Required action
Pull out each line below that contains the string "negative", and copy those lines without changes.

Listed entries

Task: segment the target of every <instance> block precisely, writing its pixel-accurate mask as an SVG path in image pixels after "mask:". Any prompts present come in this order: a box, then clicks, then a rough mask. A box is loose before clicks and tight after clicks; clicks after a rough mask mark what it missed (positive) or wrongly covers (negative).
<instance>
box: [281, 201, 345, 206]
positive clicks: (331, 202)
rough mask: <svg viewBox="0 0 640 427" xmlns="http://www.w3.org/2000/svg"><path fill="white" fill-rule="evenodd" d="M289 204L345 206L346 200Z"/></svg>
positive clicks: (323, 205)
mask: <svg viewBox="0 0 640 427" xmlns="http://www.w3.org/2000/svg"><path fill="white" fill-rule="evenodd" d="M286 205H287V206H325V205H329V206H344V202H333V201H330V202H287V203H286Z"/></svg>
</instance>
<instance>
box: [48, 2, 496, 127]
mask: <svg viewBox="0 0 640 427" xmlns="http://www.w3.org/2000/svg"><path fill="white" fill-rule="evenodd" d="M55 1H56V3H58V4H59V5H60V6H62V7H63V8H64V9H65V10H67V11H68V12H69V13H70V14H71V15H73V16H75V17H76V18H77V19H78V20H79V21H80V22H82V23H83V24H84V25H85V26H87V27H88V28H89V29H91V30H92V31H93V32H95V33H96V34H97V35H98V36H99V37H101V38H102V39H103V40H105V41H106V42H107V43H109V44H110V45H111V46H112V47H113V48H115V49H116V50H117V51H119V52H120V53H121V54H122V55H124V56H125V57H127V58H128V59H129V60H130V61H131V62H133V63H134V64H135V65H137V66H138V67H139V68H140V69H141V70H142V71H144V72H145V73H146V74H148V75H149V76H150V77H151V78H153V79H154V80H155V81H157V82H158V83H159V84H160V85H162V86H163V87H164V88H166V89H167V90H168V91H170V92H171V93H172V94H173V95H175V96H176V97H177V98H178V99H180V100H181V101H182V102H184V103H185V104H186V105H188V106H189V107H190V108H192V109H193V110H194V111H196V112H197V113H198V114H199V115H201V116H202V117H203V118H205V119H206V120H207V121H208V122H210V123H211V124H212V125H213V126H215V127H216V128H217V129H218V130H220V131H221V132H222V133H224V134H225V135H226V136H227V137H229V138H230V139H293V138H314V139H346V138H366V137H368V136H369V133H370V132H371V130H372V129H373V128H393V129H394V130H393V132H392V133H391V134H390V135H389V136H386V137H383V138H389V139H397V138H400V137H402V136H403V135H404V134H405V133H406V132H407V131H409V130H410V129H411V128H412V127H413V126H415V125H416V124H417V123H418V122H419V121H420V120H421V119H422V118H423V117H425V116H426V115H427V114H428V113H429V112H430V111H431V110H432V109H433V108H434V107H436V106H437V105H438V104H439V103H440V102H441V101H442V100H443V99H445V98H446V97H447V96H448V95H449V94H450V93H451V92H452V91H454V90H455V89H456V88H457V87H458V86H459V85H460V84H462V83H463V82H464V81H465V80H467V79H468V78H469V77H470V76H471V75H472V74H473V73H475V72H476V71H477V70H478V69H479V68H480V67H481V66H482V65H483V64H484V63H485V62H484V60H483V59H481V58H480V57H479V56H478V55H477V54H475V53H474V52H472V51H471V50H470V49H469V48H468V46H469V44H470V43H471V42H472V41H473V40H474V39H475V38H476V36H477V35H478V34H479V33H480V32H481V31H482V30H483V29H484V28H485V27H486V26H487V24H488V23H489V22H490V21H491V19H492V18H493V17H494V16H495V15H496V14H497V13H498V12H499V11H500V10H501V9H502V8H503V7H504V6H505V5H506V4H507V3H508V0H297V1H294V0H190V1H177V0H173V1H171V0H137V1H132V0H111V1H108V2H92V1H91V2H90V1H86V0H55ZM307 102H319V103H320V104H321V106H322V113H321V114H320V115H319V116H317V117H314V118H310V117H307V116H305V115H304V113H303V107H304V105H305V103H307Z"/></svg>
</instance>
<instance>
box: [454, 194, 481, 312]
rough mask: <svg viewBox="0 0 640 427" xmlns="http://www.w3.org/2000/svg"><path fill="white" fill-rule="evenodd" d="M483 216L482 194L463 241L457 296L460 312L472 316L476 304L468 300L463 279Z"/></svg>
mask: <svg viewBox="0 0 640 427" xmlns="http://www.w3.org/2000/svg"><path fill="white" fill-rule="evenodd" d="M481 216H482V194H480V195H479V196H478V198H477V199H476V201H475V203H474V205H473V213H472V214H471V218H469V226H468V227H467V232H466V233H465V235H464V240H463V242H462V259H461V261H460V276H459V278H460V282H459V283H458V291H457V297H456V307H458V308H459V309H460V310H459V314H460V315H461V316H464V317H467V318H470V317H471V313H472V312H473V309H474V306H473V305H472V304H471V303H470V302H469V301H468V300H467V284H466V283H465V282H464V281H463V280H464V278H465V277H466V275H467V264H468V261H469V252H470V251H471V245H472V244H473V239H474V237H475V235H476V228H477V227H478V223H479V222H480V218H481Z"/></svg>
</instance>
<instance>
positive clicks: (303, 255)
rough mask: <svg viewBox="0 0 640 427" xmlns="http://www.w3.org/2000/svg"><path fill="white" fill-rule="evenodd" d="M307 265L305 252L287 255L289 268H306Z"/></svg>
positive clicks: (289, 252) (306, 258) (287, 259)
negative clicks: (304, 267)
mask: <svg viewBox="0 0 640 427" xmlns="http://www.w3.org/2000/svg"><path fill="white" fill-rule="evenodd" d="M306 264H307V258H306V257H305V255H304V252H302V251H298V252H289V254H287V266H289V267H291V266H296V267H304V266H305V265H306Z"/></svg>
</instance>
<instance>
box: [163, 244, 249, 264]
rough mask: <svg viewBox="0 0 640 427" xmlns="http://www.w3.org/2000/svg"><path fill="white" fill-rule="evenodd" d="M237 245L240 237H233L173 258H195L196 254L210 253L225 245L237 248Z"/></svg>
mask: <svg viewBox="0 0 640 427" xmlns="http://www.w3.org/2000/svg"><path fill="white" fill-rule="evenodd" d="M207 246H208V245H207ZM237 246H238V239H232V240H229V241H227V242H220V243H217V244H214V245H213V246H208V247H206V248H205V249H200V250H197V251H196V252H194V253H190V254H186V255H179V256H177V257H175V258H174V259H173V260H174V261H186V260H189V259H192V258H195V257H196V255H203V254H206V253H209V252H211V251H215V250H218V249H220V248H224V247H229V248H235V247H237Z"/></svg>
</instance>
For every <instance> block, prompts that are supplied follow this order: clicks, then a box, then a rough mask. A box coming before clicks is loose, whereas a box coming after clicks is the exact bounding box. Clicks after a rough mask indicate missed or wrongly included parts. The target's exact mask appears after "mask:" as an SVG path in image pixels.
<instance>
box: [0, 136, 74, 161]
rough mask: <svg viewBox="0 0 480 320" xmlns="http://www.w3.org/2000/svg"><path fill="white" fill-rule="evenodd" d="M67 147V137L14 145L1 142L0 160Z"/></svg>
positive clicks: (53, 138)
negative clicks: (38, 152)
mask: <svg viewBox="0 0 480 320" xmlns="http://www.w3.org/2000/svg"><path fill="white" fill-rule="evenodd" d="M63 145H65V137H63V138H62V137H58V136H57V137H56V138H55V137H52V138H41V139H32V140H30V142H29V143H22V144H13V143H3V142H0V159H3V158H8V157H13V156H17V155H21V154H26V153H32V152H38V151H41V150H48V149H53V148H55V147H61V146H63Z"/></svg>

Solution for this task
Task: segment the target of every <instance> block precisely, writing its pixel-accurate mask as an SVG path in image pixels after "mask:". Any prompts present come in this order: a box, then clicks, then a rough mask. A box is loose before clicks and tight after clicks; clicks after a rough mask mark what it missed (positive) or wrongly covers (negative).
negative clicks: (304, 267)
negative clicks: (38, 152)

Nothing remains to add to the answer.